**Challenge:** All the data should come back exactly as it was given.
------ Provided entries
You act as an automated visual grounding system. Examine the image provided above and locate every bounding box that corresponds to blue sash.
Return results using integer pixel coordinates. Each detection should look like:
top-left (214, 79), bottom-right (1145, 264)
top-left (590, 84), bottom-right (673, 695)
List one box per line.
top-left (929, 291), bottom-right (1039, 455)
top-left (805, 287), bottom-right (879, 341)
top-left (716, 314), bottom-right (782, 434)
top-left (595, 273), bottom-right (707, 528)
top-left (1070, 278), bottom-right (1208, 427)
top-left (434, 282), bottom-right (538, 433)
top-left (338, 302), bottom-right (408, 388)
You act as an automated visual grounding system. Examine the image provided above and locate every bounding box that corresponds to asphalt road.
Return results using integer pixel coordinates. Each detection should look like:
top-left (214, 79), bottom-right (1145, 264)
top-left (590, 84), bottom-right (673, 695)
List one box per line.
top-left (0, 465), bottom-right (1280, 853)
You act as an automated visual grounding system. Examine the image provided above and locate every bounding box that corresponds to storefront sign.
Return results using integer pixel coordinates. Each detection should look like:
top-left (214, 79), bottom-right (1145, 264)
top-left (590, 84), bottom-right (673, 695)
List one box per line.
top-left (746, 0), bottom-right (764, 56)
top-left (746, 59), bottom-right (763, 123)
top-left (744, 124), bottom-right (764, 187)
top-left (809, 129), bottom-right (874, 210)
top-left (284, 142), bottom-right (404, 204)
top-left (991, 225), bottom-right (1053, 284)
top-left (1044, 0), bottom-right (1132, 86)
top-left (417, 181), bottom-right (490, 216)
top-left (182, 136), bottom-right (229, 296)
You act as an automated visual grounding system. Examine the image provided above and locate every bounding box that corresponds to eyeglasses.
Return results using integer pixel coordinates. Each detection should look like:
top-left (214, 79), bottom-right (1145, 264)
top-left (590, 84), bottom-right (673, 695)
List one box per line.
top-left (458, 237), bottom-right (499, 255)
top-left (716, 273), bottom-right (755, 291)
------------
**Completed task:**
You act as an automated visual grounding system. Examine the image provided above and locate every bounding box that corresponds to blue sash.
Return results using integer pixel coordinates. Each detection should look like:
top-left (214, 79), bottom-right (1145, 264)
top-left (590, 84), bottom-right (673, 695)
List one box per line.
top-left (929, 291), bottom-right (1039, 455)
top-left (805, 287), bottom-right (879, 341)
top-left (716, 314), bottom-right (782, 434)
top-left (595, 273), bottom-right (707, 528)
top-left (1070, 278), bottom-right (1208, 427)
top-left (434, 282), bottom-right (538, 433)
top-left (338, 302), bottom-right (408, 388)
You act as an automated visual grounding system. Examine the image provided above and locate every bounding box that corresponds to asphalt road.
Return results using integer pixel coordinates. Each detection should look like:
top-left (214, 79), bottom-right (1145, 264)
top-left (590, 84), bottom-right (673, 695)
List one box per line.
top-left (0, 465), bottom-right (1280, 853)
You act as an automated visual grounding system. Examine the image provided above and locate every bounding box that corresponds to storefront sign.
Return results using integer pixel coordinates. Each detection should look like:
top-left (214, 79), bottom-right (1145, 264)
top-left (590, 84), bottom-right (673, 695)
List one box per line.
top-left (746, 0), bottom-right (764, 56)
top-left (746, 59), bottom-right (763, 123)
top-left (744, 124), bottom-right (764, 187)
top-left (809, 129), bottom-right (874, 210)
top-left (284, 142), bottom-right (404, 204)
top-left (991, 225), bottom-right (1053, 284)
top-left (1044, 0), bottom-right (1132, 86)
top-left (417, 181), bottom-right (490, 216)
top-left (182, 136), bottom-right (229, 296)
You act as an automated visual grounding system. Examine the image provided above and locate every bounding box that corresponds to eyeglasses.
Return results using integer pixel coordinates. Each detection should look like:
top-left (214, 79), bottom-right (1145, 264)
top-left (590, 84), bottom-right (673, 695)
List one box per line.
top-left (458, 237), bottom-right (499, 255)
top-left (716, 273), bottom-right (755, 291)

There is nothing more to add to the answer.